## Short task
Quote every entry word for word.
______________________________
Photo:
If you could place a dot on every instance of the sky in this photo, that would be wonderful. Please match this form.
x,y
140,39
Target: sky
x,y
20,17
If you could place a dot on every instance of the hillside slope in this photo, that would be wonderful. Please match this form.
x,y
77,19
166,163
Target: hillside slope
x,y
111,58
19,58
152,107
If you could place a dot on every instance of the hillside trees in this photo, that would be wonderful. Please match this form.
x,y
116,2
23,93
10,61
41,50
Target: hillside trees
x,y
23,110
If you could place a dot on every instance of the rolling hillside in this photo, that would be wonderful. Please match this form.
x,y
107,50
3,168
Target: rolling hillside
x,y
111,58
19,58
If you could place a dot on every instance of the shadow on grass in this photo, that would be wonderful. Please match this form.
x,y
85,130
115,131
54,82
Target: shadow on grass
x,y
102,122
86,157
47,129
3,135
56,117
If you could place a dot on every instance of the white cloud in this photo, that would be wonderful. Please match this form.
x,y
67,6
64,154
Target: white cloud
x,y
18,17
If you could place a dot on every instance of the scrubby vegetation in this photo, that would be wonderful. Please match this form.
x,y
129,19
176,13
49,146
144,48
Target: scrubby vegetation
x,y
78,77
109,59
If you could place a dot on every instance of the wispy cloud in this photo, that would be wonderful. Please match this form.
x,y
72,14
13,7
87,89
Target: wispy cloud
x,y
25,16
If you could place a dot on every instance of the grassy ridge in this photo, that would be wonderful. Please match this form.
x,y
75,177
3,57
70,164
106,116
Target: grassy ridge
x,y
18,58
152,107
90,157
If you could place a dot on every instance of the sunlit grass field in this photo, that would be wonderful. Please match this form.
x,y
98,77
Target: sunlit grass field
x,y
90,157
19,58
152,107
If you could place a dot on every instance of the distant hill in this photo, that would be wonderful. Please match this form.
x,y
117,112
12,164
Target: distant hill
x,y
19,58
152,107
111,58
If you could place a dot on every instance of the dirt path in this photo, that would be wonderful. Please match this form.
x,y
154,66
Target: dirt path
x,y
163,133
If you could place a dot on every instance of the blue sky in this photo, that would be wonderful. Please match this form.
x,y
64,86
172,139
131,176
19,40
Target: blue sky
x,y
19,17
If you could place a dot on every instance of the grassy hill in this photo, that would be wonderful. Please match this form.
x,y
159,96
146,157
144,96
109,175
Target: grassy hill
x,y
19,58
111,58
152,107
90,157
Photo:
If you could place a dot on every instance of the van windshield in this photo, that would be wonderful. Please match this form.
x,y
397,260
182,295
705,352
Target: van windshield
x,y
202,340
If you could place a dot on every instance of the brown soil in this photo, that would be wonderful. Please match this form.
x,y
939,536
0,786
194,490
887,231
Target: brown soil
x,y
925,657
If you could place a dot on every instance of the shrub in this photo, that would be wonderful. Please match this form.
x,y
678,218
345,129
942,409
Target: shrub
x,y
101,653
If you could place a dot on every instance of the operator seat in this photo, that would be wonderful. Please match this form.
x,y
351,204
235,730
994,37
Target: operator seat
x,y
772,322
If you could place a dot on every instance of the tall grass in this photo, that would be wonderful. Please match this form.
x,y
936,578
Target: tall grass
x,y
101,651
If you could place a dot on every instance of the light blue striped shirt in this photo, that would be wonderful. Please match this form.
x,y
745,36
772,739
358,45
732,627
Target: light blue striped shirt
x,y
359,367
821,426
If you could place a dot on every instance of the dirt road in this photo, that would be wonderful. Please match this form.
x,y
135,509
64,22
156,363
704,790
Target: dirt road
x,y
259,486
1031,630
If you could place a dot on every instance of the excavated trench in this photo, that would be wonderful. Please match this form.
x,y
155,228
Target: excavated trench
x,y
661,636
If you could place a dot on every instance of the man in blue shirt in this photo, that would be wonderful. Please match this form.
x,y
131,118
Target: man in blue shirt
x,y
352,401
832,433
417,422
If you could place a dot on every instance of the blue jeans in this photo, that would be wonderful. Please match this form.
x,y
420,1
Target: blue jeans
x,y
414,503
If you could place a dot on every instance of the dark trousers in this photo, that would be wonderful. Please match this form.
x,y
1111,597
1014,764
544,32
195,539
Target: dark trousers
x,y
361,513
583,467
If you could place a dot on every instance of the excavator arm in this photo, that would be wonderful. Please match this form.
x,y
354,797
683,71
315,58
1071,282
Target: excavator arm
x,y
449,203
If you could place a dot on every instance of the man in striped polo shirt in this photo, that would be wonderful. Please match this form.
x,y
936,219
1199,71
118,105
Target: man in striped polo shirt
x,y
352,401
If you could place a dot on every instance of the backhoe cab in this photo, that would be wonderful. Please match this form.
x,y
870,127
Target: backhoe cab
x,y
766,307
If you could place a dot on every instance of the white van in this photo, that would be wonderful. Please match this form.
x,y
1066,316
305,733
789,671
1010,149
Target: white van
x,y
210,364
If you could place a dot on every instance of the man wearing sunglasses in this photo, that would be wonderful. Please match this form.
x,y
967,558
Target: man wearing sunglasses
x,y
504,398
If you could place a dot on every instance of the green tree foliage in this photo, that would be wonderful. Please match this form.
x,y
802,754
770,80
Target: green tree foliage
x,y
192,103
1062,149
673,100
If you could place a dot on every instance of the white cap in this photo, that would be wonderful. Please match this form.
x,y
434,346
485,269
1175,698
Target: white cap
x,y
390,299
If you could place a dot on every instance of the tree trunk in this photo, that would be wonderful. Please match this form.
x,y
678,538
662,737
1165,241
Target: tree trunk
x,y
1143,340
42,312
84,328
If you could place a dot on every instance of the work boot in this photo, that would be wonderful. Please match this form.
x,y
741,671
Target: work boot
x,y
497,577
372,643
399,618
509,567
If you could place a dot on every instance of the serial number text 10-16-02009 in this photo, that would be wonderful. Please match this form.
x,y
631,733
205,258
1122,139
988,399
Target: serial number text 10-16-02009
______________________________
## Final answer
Photo:
If you could place a dot on every instance of the sky in this photo, that would be wonderful. Please match this form.
x,y
140,39
Target: sky
x,y
20,17
If you could place a dot on every instance of the hillside slope in this photo, that would be wonderful. Please match this form.
x,y
77,19
166,163
Target: hillside slope
x,y
111,58
19,58
152,107
If you could place a dot on every instance of the hillside trees in this photo, that would be wonderful. Please match this form.
x,y
116,2
23,93
10,61
41,50
Target: hillside trees
x,y
23,110
If you could place a dot on every instance of the rolling hillside in this photo, that would be wonderful. Please match this form.
x,y
107,50
3,168
Target: rolling hillside
x,y
111,58
19,58
If you could place a dot on every instance of the shadow on grass in this photo, that would be wonderful. Please match this form.
x,y
85,130
115,131
54,82
Target: shadow on grass
x,y
102,122
86,157
47,129
3,135
56,117
If you could place a dot on every instance of the white cloud in this photo, that would be wonderful. Please match this form.
x,y
67,6
64,154
Target: white cloud
x,y
18,17
If you could place a dot on every instance of the scrubby vegetation in this photo, that would be wonderful. Please match this form.
x,y
129,19
176,13
49,146
144,48
Target: scrubby vegetation
x,y
78,77
109,59
If you could place a dot on every instance of the wispy cloud in this photo, that would be wonderful. Please match this form.
x,y
72,14
13,7
87,89
Target: wispy cloud
x,y
25,16
If you could place a dot on every instance of the grassy ridge in this photo, that would be wonderful. Please match this form.
x,y
75,177
3,57
70,164
106,116
Target: grassy ridge
x,y
18,58
152,107
90,157
If you could place a dot on every instance of the sunlit grass field in this photo, that would be wonderful. Please match this form.
x,y
98,77
Target: sunlit grass field
x,y
90,157
19,58
152,107
If you could place a dot on every instance of the distant hill in this photo, that would be wonderful. Please match this form.
x,y
117,112
12,164
Target: distant hill
x,y
19,58
152,107
111,58
If you could place a dot on every instance of the dirt path in this photo, that would be wonderful. Please match this form.
x,y
154,66
Target: dirt path
x,y
163,133
If you could place a dot on every instance of the blue sky in this photo, that would be wonderful. Please match this form.
x,y
64,86
172,139
131,176
19,40
Target: blue sky
x,y
19,17
If you could place a dot on every instance of the grassy hill in this photo, that would be wonderful. Please match this form.
x,y
159,96
146,157
144,96
109,175
Target: grassy hill
x,y
19,58
111,58
152,107
90,157
Photo:
If you could place a dot on every instance of the van windshield in this photo, that would be wonderful. Please match this form.
x,y
397,260
182,295
705,352
Target: van windshield
x,y
202,340
If you could place a dot on every instance of the brown soil in this photo, that would be wonderful. Please match this form.
x,y
939,536
0,786
194,490
887,231
Target: brown soil
x,y
925,657
If you could place a dot on every instance of the shrub in this photo, that would be wonderful. Please match this form.
x,y
678,218
345,129
942,409
Target: shrub
x,y
101,653
If you could place a dot on every instance of the operator seat in this photo, that would be wonderful. Please match this form.
x,y
351,204
235,730
994,37
Target: operator seat
x,y
772,322
If you could place a dot on every instance of the tall grass in this photo, that would be wonderful. Please match this form.
x,y
936,578
Target: tall grass
x,y
101,651
If you could place a dot on every instance of the light blue striped shirt in this photo, that would be wonderful. Please match this form.
x,y
745,36
772,739
358,45
732,627
Target: light blue striped shirt
x,y
359,367
821,426
If you could place a dot on every instance of the dirt road in this photo, that would be wonderful. Please match this form.
x,y
135,509
64,22
156,363
704,790
Target: dirt road
x,y
259,486
1031,630
If you could place a dot on every instance of the excavated trench in this photo, that would be wonderful. Please match this form.
x,y
155,228
Target: excavated trench
x,y
661,636
If you could place a dot on every instance of the man in blue shirt in this photo, that would be wonderful. Please match this form.
x,y
131,118
Target: man in blue shirt
x,y
352,401
832,433
417,422
If you could place a dot on every instance of the blue jeans in this photo, that would be wonderful. Please match this form.
x,y
420,1
Target: blue jeans
x,y
414,503
If you could place a dot on every instance of the dark trousers in this photo, that would be wonderful. Please match this form.
x,y
1111,597
1014,764
544,32
195,539
Target: dark trousers
x,y
361,513
583,467
If you could place a dot on every instance of the excavator arm in this photo, that would be wonderful. Please match this form.
x,y
354,797
683,71
315,58
1071,282
Target: excavator arm
x,y
449,203
If you could place a dot on every instance of the man in striped polo shirt in this photo, that would be wonderful. Please match this form.
x,y
936,219
1199,71
118,105
Target: man in striped polo shirt
x,y
352,401
If you could place a dot on every instance of the backhoe cab in this photo, that would be wonderful. Please match this form.
x,y
870,127
Target: backhoe cab
x,y
766,307
If you could place a dot on every instance of the white van in this photo, that would be wonderful. Please match this form.
x,y
1066,316
305,733
789,671
1010,149
Target: white van
x,y
210,364
If you could place a dot on every instance of the man wearing sunglasses in this photo, that would be wonderful. Please match this form.
x,y
967,558
Target: man wearing sunglasses
x,y
504,398
If you could place a dot on every instance of the green tree foliage in this photo, that would be wonderful. Please match this form.
x,y
802,754
770,80
Target: green tree foliage
x,y
192,103
1062,149
673,100
If you could place a dot on every instance of the white cap in this photo, that would be wonderful. Please match this form.
x,y
434,346
485,269
1175,698
Target: white cap
x,y
390,299
If you could place a dot on every instance of the tree trunk in this photo, that would be wonderful. Please match this form.
x,y
678,538
662,737
1165,241
Target: tree trunk
x,y
1143,340
42,312
84,328
If you could place a dot on every instance of the work boot in this photo, that would be wonderful. Please match this form.
x,y
741,671
Target: work boot
x,y
497,577
372,643
399,618
509,567
If you could place a dot on every instance of the serial number text 10-16-02009 in this photo, that would be wonderful. Please match this form.
x,y
631,733
205,258
1122,139
988,399
Target: serial number text 10-16-02009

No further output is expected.